With no words added or dropped, transcribe the listing that follows.

[Excerpted records]:
○ ○ ○ ○ ○ ○ ○

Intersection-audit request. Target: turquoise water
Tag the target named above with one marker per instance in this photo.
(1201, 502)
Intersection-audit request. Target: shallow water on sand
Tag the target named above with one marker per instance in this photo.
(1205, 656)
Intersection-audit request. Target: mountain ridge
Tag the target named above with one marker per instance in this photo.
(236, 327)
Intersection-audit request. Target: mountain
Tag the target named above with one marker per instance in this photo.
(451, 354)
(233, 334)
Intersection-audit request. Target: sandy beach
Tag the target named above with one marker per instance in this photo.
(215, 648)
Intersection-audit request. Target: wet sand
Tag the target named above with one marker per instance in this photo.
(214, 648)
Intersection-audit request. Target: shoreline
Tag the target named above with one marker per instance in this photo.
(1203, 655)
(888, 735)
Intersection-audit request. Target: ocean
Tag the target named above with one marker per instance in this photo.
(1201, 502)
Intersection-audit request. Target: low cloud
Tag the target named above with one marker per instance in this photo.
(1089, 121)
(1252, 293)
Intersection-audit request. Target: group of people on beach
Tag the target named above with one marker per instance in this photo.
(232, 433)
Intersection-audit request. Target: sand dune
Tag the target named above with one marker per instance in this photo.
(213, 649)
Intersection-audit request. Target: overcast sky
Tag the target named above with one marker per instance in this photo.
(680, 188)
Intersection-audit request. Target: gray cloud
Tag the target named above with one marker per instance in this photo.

○ ○ ○ ○ ○ ○ ○

[Written answer]:
Intersection-audit request. Target: turquoise water
Tag the target named above with one marker per instance in this photo.
(1201, 502)
Intersection-audit request. Target: shallow water on sand
Tag the target named above with one marker per instance in this photo.
(1205, 656)
Intersection-audit request. Target: mountain ridge
Tag the target named above with one marker per instance in this photo.
(236, 327)
Intersection-audit request. Target: mountain
Tag the target named above with one marker per instance in this photo.
(451, 354)
(233, 334)
Intersection-audit request. Target: sandy beach
Tag the target named above with one marker per instance in this photo.
(215, 648)
Intersection-audit request. Target: wet sand
Tag the target named above with one marker per instance in this photo.
(214, 648)
Intersection-audit request. Target: shoreline
Tag the target named above with one marker per instance in this photo.
(1203, 655)
(888, 735)
Intersection-audit request. Target: ocean
Tag the target named above with one marker per instance in this photo.
(1201, 502)
Intersection-audit request. Target: low cloud
Tag the target named above with one marker per instance in this photo.
(1089, 121)
(1252, 293)
Intersection-audit request. Target: group of people on beach
Tag the target named above with one marker per instance in this photo.
(232, 433)
Intersection-audit request. Target: sand dune
Tag the target named above with one marker per instance in this photo.
(213, 649)
Intersection-audit request. Target: overcast sky
Tag the target named above with one marker per instance in this photo.
(680, 188)
Intersection-audit request. Target: gray cloud
Tag the target named above with one marker per instance in this photo.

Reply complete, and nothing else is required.